+++ SUPPLIED INFORMATION
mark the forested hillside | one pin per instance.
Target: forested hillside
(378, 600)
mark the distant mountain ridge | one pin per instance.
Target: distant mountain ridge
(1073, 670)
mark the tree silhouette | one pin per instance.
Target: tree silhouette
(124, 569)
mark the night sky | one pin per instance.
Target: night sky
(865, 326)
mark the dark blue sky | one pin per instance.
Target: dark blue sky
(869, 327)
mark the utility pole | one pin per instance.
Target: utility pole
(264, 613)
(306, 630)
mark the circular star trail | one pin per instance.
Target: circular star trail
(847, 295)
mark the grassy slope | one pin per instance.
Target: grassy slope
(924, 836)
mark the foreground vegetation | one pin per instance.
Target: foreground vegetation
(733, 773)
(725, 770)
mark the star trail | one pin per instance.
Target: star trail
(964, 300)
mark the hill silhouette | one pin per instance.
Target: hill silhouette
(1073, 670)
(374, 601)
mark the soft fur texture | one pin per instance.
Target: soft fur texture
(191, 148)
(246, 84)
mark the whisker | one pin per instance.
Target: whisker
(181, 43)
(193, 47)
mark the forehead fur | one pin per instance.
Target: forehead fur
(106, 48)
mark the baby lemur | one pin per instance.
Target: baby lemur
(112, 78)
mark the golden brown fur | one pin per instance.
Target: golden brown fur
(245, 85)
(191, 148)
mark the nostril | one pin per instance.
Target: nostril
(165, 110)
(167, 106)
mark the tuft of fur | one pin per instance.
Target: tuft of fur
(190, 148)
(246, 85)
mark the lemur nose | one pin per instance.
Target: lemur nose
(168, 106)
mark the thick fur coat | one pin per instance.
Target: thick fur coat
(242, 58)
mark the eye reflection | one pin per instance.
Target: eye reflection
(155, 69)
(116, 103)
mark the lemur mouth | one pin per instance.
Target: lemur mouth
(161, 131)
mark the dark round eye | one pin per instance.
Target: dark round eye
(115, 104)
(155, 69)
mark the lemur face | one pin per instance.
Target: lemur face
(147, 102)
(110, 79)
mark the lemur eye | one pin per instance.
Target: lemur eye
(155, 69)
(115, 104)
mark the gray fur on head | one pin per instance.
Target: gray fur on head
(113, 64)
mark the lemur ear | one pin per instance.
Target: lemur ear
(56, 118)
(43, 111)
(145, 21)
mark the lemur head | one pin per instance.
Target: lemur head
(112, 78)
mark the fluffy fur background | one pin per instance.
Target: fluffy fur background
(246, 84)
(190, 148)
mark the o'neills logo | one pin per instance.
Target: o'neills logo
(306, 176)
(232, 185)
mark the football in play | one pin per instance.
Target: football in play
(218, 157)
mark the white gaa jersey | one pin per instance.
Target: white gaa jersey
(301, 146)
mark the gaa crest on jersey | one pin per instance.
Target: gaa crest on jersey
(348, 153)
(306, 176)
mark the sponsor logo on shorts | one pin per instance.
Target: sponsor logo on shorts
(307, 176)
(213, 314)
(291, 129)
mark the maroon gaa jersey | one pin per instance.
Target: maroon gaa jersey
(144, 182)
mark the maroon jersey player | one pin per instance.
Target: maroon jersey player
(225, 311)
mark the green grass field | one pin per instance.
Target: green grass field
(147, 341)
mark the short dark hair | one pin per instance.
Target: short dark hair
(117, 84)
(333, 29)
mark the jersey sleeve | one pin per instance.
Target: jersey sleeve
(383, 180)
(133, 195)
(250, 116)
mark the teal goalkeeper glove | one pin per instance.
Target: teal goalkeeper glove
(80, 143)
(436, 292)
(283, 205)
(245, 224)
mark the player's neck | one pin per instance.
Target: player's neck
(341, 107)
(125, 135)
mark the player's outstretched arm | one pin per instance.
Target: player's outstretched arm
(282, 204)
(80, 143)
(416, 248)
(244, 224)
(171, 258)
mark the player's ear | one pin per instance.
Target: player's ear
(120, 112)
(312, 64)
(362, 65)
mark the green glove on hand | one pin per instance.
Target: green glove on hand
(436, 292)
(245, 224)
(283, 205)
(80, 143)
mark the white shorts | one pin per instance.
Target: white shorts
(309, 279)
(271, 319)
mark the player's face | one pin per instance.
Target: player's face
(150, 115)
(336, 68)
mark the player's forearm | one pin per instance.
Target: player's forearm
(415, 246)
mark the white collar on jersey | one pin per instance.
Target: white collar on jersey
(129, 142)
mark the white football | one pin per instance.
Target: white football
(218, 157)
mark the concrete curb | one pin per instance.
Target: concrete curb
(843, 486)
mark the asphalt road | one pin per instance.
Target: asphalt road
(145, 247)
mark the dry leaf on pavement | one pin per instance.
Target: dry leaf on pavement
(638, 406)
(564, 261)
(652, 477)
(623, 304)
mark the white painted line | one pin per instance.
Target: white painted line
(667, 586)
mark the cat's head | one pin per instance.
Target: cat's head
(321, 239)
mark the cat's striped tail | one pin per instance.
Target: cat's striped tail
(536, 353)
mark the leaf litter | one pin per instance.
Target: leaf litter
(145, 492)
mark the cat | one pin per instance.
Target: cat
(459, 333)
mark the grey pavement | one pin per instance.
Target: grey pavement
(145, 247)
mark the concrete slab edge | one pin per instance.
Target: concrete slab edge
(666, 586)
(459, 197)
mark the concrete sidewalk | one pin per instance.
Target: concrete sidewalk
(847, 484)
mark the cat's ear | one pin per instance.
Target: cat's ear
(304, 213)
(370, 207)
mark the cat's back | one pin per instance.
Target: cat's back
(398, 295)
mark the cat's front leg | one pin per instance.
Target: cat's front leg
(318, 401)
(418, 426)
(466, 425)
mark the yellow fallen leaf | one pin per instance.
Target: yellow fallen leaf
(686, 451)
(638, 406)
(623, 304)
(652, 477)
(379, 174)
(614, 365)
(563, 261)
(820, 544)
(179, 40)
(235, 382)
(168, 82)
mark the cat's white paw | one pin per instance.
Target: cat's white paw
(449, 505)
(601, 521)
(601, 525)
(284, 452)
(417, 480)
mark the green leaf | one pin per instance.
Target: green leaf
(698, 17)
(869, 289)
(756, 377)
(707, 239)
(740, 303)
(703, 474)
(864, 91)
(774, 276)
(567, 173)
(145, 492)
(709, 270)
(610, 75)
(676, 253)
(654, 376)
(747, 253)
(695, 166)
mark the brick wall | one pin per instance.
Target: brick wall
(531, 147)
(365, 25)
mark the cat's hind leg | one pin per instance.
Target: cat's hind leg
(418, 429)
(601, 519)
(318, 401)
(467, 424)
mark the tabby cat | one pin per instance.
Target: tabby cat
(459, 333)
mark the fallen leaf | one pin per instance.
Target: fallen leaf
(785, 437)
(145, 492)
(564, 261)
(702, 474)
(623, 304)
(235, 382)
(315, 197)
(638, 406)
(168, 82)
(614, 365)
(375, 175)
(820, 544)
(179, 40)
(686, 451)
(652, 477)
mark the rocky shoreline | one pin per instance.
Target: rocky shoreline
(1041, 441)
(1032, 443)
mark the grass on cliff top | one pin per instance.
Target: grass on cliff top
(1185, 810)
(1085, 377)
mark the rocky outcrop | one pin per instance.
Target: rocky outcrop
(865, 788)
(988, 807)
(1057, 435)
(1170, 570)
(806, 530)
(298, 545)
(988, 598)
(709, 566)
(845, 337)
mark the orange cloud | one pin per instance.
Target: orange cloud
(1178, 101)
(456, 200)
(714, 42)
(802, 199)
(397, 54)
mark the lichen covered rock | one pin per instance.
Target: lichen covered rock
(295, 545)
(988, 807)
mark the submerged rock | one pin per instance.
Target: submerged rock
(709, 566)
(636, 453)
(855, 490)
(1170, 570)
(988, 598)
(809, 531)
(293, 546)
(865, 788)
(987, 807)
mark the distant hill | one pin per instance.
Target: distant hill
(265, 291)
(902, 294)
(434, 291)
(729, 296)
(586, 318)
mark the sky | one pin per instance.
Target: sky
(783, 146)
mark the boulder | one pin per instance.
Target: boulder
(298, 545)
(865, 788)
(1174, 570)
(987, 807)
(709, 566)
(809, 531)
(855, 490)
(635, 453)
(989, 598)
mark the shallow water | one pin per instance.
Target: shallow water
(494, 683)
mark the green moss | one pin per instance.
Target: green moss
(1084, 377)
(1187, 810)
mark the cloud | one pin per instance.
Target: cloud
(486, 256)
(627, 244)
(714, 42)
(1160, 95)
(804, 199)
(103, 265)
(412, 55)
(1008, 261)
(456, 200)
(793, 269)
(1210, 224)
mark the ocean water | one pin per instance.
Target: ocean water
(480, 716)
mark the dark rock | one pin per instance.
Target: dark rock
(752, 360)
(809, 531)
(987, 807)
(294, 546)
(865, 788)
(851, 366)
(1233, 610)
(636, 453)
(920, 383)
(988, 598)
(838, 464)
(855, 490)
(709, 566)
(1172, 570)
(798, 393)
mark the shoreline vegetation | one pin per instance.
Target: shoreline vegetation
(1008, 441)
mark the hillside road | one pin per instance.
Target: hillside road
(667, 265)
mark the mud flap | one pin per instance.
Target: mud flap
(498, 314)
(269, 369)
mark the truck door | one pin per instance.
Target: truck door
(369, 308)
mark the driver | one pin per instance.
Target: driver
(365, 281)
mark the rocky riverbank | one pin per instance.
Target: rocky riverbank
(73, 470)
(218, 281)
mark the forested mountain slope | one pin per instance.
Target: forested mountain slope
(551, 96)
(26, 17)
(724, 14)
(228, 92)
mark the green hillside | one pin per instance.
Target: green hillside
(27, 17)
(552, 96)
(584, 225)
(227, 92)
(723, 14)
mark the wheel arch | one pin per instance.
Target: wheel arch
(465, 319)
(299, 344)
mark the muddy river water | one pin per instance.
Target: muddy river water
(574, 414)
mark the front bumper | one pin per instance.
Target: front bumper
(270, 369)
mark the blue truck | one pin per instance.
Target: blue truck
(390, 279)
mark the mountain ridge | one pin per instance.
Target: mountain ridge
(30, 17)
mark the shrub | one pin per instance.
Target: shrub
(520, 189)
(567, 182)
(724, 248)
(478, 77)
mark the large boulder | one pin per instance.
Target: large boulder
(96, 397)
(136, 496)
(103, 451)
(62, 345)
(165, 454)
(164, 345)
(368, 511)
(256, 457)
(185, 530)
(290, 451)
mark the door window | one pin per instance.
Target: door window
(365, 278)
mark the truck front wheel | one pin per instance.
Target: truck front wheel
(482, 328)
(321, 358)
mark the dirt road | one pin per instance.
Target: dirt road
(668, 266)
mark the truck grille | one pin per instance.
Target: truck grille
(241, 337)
++++++
■ **DIRECTIONS**
Would you set down, word for word, the lines from the opening of the entries above through the line with "mark the foreground", both included, and no others?

■ **ANSWER SPACE**
mark the forested hillside | one pin per instance.
Target: forested hillside
(378, 600)
mark the distant mountain ridge | one pin per instance.
Target: distant mountain ridge
(1073, 670)
mark the tree silhouette | one pin per instance.
Target: tree silhouette
(124, 569)
mark the night sky | one pin per instance.
Target: night sky
(865, 326)
mark the dark blue sky | one pin per instance.
Target: dark blue sky
(869, 327)
mark the utility pole | one pin per instance.
Target: utility pole
(264, 613)
(306, 630)
mark the circular star trail | one pin per instance.
Target: circular star trail
(847, 295)
mark the grassy slope | one pin per instance.
Target: grassy slope
(924, 836)
mark the foreground vegetation | one pin per instance.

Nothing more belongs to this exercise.